**O que fazer:**
- 1) Responda com base no texto sobre os estados de origem dos presidentes:
(a) Quantos habitantes tem Minas Gerais?
(b) Quantos presidentes o Rio Grande do Sul e o Rio de Janeiro nomearam, cada um?
(c) Quantos estados brasileiros nunca elegeram uma autoridade máxima da nação?
- 2) No texto sobre os estados de origem dos presidentes, copie tudo desde "Se vencesse, o" até "após Minas Gerais.", trocando "gaúchos" por "rio-grandenses".
- 3) Liste todos os estados brasileiros citados pelo nome no texto sobre os estados de origem dos presidentes.

**Trecho fornecido:**
┌──

Com 20 milhões de habitantes e segundo maior
colégio eleitoral do país, Minas Gerais é o estado com o maior número
de presidentes da República desde o primeiro governo republicano, em 1889. A vitória de Dilma
Rousseff, que é mineira, contribui para ampliar a diferença entre Minas e as demais
unidades da federação. Tradicionalmente com fama de quietos, oito chefes de
Estado mineiros ficaram mais de 20 anos no poder. Rio Grande do Sul e Rio de
Janeiro conseguiram nomear sete presidentes, cada um. Por outro lado, 14
estados brasileiros nunca elegeram uma autoridade máxima de nação.
Se vencesse, o candidato José Serra poderia ter se tornado o
sexto presidente paulista do período republicano, colocando o estado de São Paulo mais
próximo dos gaúchos e fluminenses, primeiros colocados no ranking
presidenciável, após Minas Gerais.

└──

**Material:**
┌──

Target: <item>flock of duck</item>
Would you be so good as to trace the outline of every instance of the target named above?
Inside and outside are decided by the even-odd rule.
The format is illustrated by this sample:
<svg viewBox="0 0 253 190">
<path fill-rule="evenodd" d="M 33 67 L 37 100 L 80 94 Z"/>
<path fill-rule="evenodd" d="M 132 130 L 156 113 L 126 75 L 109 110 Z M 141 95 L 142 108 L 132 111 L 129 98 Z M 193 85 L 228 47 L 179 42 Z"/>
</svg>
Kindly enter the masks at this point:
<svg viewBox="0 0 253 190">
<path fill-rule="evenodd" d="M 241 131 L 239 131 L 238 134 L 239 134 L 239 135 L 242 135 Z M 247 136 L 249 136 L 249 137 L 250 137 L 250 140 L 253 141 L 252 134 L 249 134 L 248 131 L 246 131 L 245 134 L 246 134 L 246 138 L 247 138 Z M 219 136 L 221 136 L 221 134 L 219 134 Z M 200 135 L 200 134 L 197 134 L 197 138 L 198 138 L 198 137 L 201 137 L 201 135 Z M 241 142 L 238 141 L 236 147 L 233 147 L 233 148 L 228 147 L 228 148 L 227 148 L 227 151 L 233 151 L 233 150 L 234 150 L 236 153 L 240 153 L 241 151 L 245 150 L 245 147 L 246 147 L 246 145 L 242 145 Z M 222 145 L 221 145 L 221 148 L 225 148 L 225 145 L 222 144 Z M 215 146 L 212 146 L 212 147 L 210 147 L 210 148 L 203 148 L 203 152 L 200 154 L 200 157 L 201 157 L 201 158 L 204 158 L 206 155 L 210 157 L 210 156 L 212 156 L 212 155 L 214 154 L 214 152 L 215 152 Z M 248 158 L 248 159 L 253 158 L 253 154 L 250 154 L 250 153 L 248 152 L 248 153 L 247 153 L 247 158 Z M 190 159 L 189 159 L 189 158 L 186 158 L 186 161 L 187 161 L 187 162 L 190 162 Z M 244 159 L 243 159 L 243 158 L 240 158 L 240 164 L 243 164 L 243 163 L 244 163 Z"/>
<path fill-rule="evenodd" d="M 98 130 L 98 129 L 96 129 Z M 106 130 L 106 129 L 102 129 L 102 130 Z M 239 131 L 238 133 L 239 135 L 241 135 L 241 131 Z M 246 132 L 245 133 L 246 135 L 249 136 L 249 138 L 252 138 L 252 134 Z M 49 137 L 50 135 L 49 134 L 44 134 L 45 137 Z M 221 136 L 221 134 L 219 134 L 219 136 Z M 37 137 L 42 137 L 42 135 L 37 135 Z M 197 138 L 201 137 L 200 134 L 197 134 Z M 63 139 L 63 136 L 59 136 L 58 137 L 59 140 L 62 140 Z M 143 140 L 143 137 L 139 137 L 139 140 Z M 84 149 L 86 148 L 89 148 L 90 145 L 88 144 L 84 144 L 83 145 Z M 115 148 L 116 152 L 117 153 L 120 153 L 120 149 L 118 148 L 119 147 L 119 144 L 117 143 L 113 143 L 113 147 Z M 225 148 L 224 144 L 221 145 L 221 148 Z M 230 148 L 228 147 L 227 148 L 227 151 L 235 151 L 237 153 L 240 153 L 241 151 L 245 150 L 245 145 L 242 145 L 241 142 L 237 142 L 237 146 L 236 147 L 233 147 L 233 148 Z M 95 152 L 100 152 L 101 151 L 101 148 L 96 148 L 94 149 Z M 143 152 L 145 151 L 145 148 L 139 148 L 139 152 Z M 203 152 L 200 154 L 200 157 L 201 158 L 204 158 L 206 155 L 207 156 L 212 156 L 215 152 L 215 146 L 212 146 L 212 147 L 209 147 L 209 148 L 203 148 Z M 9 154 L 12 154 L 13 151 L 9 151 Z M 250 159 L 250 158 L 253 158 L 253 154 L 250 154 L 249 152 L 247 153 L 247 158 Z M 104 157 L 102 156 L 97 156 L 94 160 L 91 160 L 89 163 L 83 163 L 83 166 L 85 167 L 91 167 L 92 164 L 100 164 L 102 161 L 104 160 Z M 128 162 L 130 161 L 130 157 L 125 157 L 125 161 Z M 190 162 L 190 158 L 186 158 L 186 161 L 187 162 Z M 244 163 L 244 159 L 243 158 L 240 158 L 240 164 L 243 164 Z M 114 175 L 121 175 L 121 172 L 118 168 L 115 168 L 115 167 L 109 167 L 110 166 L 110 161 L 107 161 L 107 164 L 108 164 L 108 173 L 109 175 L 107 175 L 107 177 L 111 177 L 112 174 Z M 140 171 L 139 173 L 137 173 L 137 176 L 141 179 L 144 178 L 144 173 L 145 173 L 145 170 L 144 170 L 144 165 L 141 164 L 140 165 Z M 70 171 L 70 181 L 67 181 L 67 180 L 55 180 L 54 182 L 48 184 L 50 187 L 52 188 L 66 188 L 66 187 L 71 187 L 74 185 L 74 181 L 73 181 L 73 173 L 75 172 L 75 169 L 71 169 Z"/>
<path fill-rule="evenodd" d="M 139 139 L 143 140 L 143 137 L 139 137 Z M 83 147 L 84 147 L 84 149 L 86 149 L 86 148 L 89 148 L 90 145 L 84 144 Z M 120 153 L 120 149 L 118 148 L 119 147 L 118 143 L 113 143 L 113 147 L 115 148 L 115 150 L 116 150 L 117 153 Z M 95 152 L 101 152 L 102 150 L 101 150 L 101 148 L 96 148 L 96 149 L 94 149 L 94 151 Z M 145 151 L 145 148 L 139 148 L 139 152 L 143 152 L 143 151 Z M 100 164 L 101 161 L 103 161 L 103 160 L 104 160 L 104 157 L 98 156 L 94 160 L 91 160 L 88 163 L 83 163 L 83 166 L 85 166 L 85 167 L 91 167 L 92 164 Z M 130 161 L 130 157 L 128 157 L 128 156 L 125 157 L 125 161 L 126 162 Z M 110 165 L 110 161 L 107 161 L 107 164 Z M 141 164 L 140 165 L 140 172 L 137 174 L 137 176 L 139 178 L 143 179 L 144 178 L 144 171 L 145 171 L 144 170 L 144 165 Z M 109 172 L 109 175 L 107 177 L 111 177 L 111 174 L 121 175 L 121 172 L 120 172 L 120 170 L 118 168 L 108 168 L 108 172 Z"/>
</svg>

└──

**Respostas:**
- 1)
(a) 20 milhões.
(b) Sete.
(c) 14.

- 2)
Se vencesse, o candidato José Serra poderia ter se tornado o
sexto presidente paulista do período republicano, colocando o estado de São Paulo mais
próximo dos rio-grandenses e fluminenses, primeiros colocados no ranking
presidenciável, após Minas Gerais.

- 3) Minas Gerais, Rio Grande do Sul, Rio de Janeiro, São Paulo